→ **AIM**: Rewrite the records below, swapping "place a point" for "put a dot" everywhere and keeping everything else unchanged. Omit the pictures from your answer.

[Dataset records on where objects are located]
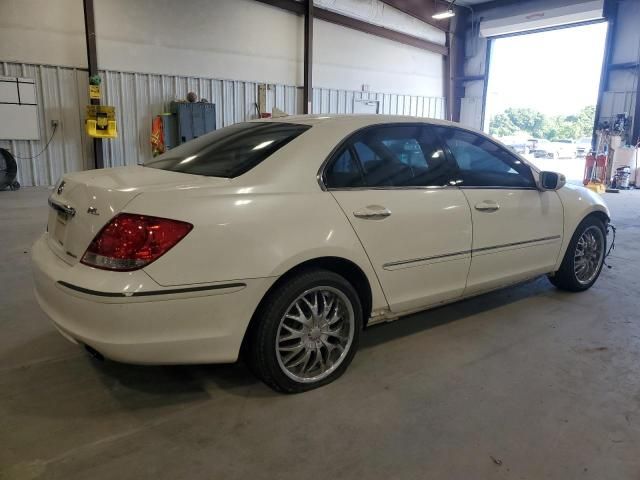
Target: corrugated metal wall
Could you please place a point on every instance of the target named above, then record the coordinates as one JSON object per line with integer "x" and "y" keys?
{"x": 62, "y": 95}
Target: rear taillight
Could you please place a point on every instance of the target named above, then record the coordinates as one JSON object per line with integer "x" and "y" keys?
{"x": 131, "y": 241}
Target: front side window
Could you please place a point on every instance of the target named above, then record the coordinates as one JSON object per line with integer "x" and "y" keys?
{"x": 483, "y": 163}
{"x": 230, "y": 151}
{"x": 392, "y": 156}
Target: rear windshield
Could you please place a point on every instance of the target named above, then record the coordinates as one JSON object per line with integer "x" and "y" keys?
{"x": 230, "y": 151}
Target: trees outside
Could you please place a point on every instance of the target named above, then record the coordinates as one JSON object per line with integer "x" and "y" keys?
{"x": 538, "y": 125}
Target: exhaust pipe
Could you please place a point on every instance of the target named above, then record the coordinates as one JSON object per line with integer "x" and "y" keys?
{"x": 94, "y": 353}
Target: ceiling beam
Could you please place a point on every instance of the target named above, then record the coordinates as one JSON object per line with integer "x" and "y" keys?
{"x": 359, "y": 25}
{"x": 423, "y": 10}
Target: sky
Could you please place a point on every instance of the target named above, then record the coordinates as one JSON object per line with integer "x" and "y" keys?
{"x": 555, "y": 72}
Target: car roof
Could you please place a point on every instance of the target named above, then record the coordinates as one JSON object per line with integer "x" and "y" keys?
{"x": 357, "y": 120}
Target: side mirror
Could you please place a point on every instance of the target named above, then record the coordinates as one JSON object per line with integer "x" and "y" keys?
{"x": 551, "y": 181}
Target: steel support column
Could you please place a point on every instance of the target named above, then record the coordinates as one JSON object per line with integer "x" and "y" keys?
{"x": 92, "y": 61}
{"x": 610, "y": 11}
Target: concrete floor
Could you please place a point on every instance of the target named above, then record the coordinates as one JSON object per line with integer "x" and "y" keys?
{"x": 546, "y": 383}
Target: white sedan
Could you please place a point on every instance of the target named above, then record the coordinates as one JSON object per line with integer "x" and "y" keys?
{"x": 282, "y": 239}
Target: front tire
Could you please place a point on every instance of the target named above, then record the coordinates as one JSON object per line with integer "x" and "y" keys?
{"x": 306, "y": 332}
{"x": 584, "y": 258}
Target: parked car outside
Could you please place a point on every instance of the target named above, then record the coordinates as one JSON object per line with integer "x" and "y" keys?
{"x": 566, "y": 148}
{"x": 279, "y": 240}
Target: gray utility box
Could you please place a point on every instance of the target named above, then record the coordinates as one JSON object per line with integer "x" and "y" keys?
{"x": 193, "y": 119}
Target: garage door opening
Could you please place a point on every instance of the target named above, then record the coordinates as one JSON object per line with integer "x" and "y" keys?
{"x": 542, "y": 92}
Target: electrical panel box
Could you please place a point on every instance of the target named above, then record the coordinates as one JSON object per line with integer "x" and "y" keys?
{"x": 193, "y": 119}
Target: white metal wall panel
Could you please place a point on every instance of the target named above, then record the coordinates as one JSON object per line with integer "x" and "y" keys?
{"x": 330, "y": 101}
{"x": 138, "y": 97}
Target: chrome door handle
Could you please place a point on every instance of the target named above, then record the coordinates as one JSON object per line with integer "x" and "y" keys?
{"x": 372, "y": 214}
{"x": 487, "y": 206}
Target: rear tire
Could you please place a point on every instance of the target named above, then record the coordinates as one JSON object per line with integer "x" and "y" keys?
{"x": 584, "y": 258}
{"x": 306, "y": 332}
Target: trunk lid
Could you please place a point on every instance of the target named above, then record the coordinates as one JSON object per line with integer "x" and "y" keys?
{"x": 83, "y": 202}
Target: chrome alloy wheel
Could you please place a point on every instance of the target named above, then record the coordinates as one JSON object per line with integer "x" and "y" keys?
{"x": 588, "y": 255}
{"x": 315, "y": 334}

→ **REPLY**:
Target: corrugated metal wall
Could you please put a dot on every instance of the target named above, then record the coordinates as one JSON object per line with integer "x" and "y" keys?
{"x": 62, "y": 95}
Target: rear taillight
Could you please put a dot on every instance of the target named above, then record the coordinates as one JSON object per line with integer "x" and "y" keys?
{"x": 131, "y": 241}
Target: front side window
Could you please put a dot on every instance of the target named above, then record the coordinates as one JSON object per line with integer "x" and "y" keys?
{"x": 483, "y": 163}
{"x": 230, "y": 151}
{"x": 392, "y": 156}
Target: rear windshield
Could you please put a dot on every instance of the target named above, then record the coordinates as one JSON object per line with integer "x" and "y" keys?
{"x": 230, "y": 151}
Target: trees outside
Could you please put a dot on every instance of the target named above, then record the coordinates as one JSON object per line with integer "x" and "y" keys?
{"x": 538, "y": 125}
Target: exhaust pipe
Could you please put a dot on every instance of the target named above, then record the coordinates as one JSON object per line with integer "x" and "y" keys?
{"x": 94, "y": 353}
Target: ceiling beam
Could you please put a dot on every instance of the target named above, then record the coordinates as one JSON object per line with integer "x" and "y" keys?
{"x": 359, "y": 25}
{"x": 423, "y": 10}
Target: sky
Could you please put a dot on every instance of the target named above, then record the coordinates as one JSON object per line with integer "x" and "y" keys?
{"x": 555, "y": 72}
Target: car roof
Could you please put a dot on every instance of the target named above, then record the coordinates as one JSON object per line with integer "x" and "y" keys?
{"x": 357, "y": 120}
Target: side mirror
Could you please put a dot on every instance of the target named above, then record the coordinates as one JSON object per line with integer "x" and "y" keys?
{"x": 551, "y": 181}
Target: steel support column
Could you please put a dot on every instance of the target named above, then record the coordinates as one JSON object per line with integer "x" and "y" keys?
{"x": 92, "y": 61}
{"x": 610, "y": 11}
Target: concrete floor
Could you please put a dot on every instance of the target named above, then record the coordinates as one JSON object per line with integer "x" and "y" keys?
{"x": 546, "y": 383}
Target: white sedan
Could you please put a dot on every instance of the target named above, then record the coordinates as one JSON object per line with integer "x" and "y" keys?
{"x": 282, "y": 239}
Target: front tire
Could you please put a dot on every instance of the target named above, then record the coordinates as one JSON object per line with integer "x" and "y" keys?
{"x": 306, "y": 332}
{"x": 584, "y": 258}
Target: parked car outside
Could you please put a dot on every instance of the target named above, then record the coordinates as one JSON object per line with integer "x" and "y" keys?
{"x": 566, "y": 148}
{"x": 279, "y": 240}
Target: gray utility box
Could you please put a dot on every instance of the target named above, then record the coordinates as one JSON object per line with integer "x" and "y" keys?
{"x": 193, "y": 119}
Target: garage door opening
Could you please put a dot on every instance of the target named above, then record the coordinates as one JSON object per line with integer "x" and "y" keys?
{"x": 542, "y": 92}
Target: electrical panel box
Could you please put a dot on every instance of the target named above, then record the coordinates as one JSON object per line with integer "x" and "y" keys?
{"x": 193, "y": 119}
Target: white metal wall panel
Could you please put a dot on every instance of the target named above, then record the coordinates as one JSON object per line with integer "x" and "y" keys?
{"x": 330, "y": 101}
{"x": 138, "y": 97}
Target: chrome door handle
Could you please put a dot on every instance of the target named above, then record the coordinates as one JSON object per line with integer "x" and "y" keys?
{"x": 372, "y": 214}
{"x": 487, "y": 206}
Target: rear tire
Could you please put a dot on every instance of the target named above, then record the coordinates as one JSON object per line with integer "x" and "y" keys?
{"x": 584, "y": 258}
{"x": 306, "y": 332}
Target: trunk lid
Could you please put a dot on every instance of the target named above, then record the coordinates as one JSON object per line with integer "x" and "y" keys?
{"x": 83, "y": 202}
Target: chrome alloy wheel
Could you please put a dot on every instance of the target named above, then record the coordinates as one JSON object per line with integer "x" and "y" keys?
{"x": 588, "y": 255}
{"x": 315, "y": 334}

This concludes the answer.